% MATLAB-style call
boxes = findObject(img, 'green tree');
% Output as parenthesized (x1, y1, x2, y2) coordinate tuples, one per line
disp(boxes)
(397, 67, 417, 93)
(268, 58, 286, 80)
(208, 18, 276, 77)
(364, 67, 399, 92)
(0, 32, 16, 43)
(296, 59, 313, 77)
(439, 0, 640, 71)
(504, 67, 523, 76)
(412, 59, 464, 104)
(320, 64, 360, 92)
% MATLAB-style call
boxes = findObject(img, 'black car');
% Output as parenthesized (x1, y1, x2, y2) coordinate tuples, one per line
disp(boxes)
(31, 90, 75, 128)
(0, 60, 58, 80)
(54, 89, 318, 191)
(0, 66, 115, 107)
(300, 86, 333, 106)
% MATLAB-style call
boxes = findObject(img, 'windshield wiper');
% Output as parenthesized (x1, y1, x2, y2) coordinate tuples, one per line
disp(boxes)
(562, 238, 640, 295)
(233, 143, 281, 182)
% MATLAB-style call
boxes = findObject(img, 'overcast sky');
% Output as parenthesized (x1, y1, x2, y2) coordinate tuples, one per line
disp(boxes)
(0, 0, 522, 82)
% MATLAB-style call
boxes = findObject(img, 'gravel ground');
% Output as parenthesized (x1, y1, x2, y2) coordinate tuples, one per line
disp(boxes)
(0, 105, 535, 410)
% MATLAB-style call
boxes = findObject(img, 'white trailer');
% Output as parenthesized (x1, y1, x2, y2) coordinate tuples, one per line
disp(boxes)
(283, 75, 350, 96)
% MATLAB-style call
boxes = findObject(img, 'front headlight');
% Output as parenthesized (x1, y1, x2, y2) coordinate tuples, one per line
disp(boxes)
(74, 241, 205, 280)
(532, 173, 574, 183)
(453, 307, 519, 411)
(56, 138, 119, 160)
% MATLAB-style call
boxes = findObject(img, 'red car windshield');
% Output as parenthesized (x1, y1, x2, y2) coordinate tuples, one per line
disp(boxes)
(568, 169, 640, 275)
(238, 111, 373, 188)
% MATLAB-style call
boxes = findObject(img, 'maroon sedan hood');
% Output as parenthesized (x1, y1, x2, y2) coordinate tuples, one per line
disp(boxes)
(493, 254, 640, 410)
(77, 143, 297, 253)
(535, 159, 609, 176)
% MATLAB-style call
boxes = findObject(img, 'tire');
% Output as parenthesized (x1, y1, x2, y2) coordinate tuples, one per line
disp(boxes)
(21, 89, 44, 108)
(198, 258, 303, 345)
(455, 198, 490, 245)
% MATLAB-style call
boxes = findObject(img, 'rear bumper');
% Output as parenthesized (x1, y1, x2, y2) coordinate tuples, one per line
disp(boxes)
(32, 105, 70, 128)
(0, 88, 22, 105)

++++++

I would like you to return every entry exactly, with nothing changed.

> REPLY:
% MATLAB-style call
boxes = findObject(img, 'green tree');
% Output as parenthesized (x1, y1, x2, y2) coordinate tuples, one per line
disp(boxes)
(397, 67, 417, 93)
(268, 58, 286, 80)
(208, 18, 276, 77)
(364, 67, 399, 92)
(0, 32, 16, 43)
(296, 59, 313, 77)
(439, 0, 640, 71)
(504, 67, 523, 76)
(412, 59, 464, 104)
(320, 64, 360, 92)
% MATLAB-style call
boxes = findObject(img, 'black car');
% Output as parenthesized (x1, y1, x2, y2) coordinate tuples, one per line
disp(boxes)
(31, 90, 75, 128)
(0, 60, 58, 80)
(54, 89, 318, 191)
(0, 66, 115, 107)
(300, 86, 333, 106)
% MATLAB-style call
boxes = findObject(img, 'windshield wiper');
% Output as parenthesized (x1, y1, x2, y2) coordinate tuples, one per line
disp(boxes)
(562, 238, 640, 295)
(233, 143, 281, 182)
% MATLAB-style call
boxes = findObject(img, 'overcast sky');
% Output as parenthesized (x1, y1, x2, y2) coordinate tuples, one per line
disp(boxes)
(0, 0, 522, 82)
% MATLAB-style call
boxes = findObject(img, 'gravel ground');
% Output as parenthesized (x1, y1, x2, y2) coordinate tuples, one per line
disp(boxes)
(0, 105, 535, 410)
% MATLAB-style call
boxes = findObject(img, 'white trailer');
% Output as parenthesized (x1, y1, x2, y2) coordinate tuples, one per line
disp(boxes)
(283, 75, 350, 96)
% MATLAB-style call
boxes = findObject(img, 'front headlight');
% Output as parenthesized (x1, y1, x2, y2) coordinate tuples, one per line
disp(boxes)
(74, 241, 205, 280)
(532, 173, 574, 183)
(453, 307, 519, 411)
(56, 138, 119, 160)
% MATLAB-style call
boxes = findObject(img, 'red car windshield');
% Output as parenthesized (x1, y1, x2, y2) coordinate tuples, one per line
disp(boxes)
(568, 169, 640, 275)
(238, 111, 373, 188)
% MATLAB-style call
boxes = findObject(img, 'maroon sedan hood');
% Output as parenthesized (x1, y1, x2, y2) coordinate tuples, one per line
disp(boxes)
(493, 254, 640, 410)
(77, 143, 297, 253)
(535, 159, 609, 176)
% MATLAB-style call
boxes = findObject(img, 'tire');
% Output as parenthesized (x1, y1, x2, y2) coordinate tuples, one per line
disp(boxes)
(21, 89, 44, 108)
(198, 258, 303, 345)
(455, 198, 490, 245)
% MATLAB-style call
boxes = findObject(img, 'rear bumper');
% Output as parenthesized (x1, y1, x2, y2) coordinate tuples, one per line
disp(boxes)
(32, 105, 70, 128)
(0, 88, 22, 105)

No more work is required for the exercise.